Transcribe every line of the records verbatim.
==== DATA SHOWN
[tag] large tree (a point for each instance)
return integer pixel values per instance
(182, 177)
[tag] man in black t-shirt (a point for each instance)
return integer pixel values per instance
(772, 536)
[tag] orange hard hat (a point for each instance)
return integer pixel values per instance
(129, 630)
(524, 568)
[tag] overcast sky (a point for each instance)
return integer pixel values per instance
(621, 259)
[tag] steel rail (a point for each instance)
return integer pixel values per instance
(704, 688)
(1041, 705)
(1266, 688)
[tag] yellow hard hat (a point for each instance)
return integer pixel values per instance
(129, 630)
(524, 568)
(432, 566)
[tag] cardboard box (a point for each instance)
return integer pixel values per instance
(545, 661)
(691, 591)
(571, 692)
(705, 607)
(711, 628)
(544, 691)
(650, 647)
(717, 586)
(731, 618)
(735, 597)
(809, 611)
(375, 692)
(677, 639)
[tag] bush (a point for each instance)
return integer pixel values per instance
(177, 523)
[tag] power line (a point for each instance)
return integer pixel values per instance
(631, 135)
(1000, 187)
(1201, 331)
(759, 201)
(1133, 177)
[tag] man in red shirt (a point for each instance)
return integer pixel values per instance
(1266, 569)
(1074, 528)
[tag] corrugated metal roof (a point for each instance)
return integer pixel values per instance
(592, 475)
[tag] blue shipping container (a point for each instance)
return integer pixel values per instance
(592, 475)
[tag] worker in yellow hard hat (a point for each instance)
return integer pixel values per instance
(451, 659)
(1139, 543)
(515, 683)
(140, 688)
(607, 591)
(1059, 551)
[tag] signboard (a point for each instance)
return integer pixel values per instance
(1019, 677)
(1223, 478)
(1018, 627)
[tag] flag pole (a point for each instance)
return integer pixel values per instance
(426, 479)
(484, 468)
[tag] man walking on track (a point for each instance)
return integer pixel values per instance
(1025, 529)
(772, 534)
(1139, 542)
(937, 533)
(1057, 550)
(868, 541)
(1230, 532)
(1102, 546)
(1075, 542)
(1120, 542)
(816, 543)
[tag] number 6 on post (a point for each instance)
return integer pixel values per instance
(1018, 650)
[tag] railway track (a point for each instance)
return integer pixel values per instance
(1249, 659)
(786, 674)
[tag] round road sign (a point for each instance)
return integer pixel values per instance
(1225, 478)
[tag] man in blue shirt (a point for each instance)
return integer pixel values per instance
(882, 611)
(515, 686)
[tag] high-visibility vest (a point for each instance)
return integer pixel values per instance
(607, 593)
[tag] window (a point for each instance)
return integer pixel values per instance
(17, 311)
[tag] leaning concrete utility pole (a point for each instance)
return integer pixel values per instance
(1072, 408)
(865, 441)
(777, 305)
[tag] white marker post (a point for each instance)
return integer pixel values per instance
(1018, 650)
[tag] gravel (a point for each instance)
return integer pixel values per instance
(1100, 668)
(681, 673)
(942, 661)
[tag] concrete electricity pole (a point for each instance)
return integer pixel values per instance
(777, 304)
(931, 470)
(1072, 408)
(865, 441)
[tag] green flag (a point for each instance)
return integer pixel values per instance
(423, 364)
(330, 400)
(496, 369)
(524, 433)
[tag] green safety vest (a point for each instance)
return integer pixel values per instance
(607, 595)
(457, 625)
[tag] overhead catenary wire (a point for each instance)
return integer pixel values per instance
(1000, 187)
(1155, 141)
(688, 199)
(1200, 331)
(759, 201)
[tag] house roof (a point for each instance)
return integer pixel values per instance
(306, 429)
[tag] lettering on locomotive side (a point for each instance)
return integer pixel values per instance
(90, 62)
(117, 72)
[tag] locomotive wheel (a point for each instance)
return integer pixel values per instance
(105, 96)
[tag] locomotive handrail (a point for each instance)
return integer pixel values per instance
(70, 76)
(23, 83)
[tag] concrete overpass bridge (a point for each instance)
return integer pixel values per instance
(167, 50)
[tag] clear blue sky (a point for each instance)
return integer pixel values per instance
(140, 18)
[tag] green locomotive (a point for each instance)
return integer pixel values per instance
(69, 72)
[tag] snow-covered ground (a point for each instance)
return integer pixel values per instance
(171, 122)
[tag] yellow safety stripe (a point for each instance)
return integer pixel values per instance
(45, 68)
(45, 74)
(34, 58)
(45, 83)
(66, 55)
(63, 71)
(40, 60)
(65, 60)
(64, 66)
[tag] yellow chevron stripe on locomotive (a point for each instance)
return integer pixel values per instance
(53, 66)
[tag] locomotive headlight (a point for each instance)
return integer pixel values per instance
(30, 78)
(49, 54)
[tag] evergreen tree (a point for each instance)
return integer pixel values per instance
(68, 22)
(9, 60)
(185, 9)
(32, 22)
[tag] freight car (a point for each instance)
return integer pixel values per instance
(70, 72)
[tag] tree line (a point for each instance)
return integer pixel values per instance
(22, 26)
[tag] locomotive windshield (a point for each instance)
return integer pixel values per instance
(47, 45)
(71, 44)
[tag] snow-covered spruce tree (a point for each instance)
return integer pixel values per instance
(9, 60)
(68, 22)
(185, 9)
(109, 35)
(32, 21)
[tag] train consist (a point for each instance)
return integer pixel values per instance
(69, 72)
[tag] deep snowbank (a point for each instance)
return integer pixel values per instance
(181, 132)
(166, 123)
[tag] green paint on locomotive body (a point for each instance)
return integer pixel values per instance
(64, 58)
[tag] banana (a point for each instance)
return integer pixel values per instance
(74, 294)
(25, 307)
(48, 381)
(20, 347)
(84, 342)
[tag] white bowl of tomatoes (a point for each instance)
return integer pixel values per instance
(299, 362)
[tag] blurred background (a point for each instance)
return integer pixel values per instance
========
YOUR RESPONSE:
[tag] large tree (a point for each instance)
return integer pixel values per instance
(182, 177)
[tag] man in black t-shirt (a point for each instance)
return integer pixel values per instance
(772, 536)
[tag] orange hard hat (a point for each instance)
return integer pixel values per instance
(129, 630)
(524, 568)
[tag] overcast sky (a point for each instance)
return integer pixel values per instance
(621, 259)
[tag] steel rail (a point for each instance)
return integer pixel values per instance
(704, 688)
(1041, 705)
(1266, 688)
[tag] yellow hard hat (a point for each instance)
return integer pixel values per instance
(129, 630)
(524, 568)
(432, 566)
[tag] cardboard box (a point for each instance)
return integer pixel values per instance
(545, 661)
(691, 591)
(571, 692)
(705, 607)
(711, 628)
(544, 691)
(650, 647)
(717, 586)
(731, 618)
(735, 597)
(809, 611)
(375, 692)
(677, 639)
[tag] bush (a point for each instance)
return integer pixel values per instance
(177, 523)
[tag] power line (a point for each instance)
return integer pixel values per instance
(631, 135)
(1000, 187)
(1201, 331)
(759, 201)
(1133, 177)
[tag] man in red shirt (a point for each instance)
return integer pixel values per instance
(1266, 569)
(1074, 528)
[tag] corrugated metal roof (a point for each instance)
return integer pixel values per instance
(592, 475)
[tag] blue shipping container (a point for each instance)
return integer pixel values per instance
(592, 475)
[tag] worker in yellow hard hat (a point for each instance)
return integer pixel values per instance
(451, 659)
(1139, 543)
(515, 683)
(140, 688)
(607, 591)
(1059, 551)
[tag] signboard (a point for each instance)
return integer pixel values per instance
(1019, 677)
(1223, 478)
(1018, 627)
[tag] flag pole (a point for each instance)
return integer pixel values per instance
(426, 479)
(484, 468)
[tag] man walking on track (a point for each instance)
return integer pixel values per instance
(1025, 529)
(772, 534)
(1139, 542)
(937, 533)
(1057, 550)
(868, 541)
(1230, 532)
(1102, 546)
(1075, 542)
(1120, 542)
(816, 543)
[tag] number 6 on post (a point for each instance)
return integer pixel values per instance
(1018, 650)
[tag] railway track (a point for each instance)
return integer pixel values per instance
(1249, 659)
(786, 674)
[tag] round road sign (a point for each instance)
return integer pixel values per instance
(1225, 478)
[tag] man in blue shirt (a point for each instance)
return integer pixel values per instance
(882, 611)
(515, 686)
[tag] high-visibility vest (a point for each instance)
return integer pixel values per instance
(607, 593)
[tag] window (a point for each instance)
return integer pixel values per instance
(17, 311)
[tag] leaning concrete utility pole (a point for each instance)
return integer pixel values per instance
(1072, 408)
(865, 441)
(777, 305)
[tag] white marker post (a point for each instance)
return integer pixel values per instance
(1018, 650)
[tag] gravel (a point for each instance)
return integer pixel values per instance
(1100, 668)
(681, 673)
(942, 661)
[tag] concrete electricity pole (a point for each instance)
return integer pixel values per instance
(777, 304)
(931, 470)
(1072, 408)
(865, 441)
[tag] green flag (a point for each instance)
return integer pixel values per instance
(423, 364)
(330, 400)
(496, 369)
(524, 433)
[tag] green safety vest (a point for each instance)
return integer pixel values per instance
(607, 595)
(457, 625)
[tag] overhead catenary wire (a point for each instance)
return integer pixel values per instance
(1000, 187)
(1155, 141)
(688, 199)
(1200, 331)
(759, 201)
[tag] house roof (a point for each instance)
return integer pixel values per instance
(306, 429)
[tag] lettering on locomotive side (a point for each instance)
return integer pixel values per instance
(90, 62)
(117, 72)
[tag] locomotive wheel (a point for each instance)
return integer pixel values per instance
(105, 96)
[tag] locomotive handrail (a point for each instance)
return integer pixel values per instance
(70, 76)
(23, 83)
[tag] concrete overpass bridge (a point for each instance)
return integer pixel values per instance
(167, 50)
[tag] clear blue sky (a point for each instance)
return integer pixel values per instance
(140, 18)
[tag] green locomotive (a point for each instance)
return integer pixel values per instance
(69, 72)
[tag] snow-covered ground (a point for each instance)
return integer pixel values per instance
(171, 122)
[tag] yellow safety stripe (a point for each instance)
return integer pixel values per instance
(45, 68)
(45, 74)
(34, 58)
(45, 83)
(66, 55)
(63, 71)
(40, 60)
(65, 60)
(64, 66)
[tag] yellow chevron stripe on locomotive (a point for each instance)
return integer pixel values per instance
(53, 66)
[tag] locomotive headlight (a point for each instance)
return integer pixel values per instance
(30, 78)
(49, 54)
[tag] evergreen tree (a point for each instance)
return integer pixel values per instance
(68, 22)
(9, 60)
(185, 9)
(32, 22)
[tag] freight car (a point for each instance)
return integer pixel values per instance
(70, 72)
[tag] tree line (a point for each instance)
return integer pixel values per instance
(22, 26)
[tag] locomotive windshield (a point for each instance)
return integer pixel values per instance
(47, 45)
(71, 44)
[tag] snow-covered spruce tree (a point for each instance)
return integer pixel values per instance
(9, 60)
(68, 22)
(185, 9)
(109, 35)
(32, 21)
[tag] train consist (a point for each instance)
return integer pixel values per instance
(69, 72)
[tag] deep snowbank (a point for each instance)
return integer pixel values per instance
(181, 132)
(166, 123)
[tag] green paint on locomotive body (a point for each instance)
return integer pixel values per instance
(64, 58)
[tag] banana (a point for each instance)
return integer pixel values per instance
(74, 294)
(25, 307)
(48, 381)
(20, 347)
(84, 342)
[tag] white bowl of tomatoes (a point for each instance)
return integer pixel values per instance
(299, 362)
[tag] blurred background (a point for each instance)
return integer pixel values per instance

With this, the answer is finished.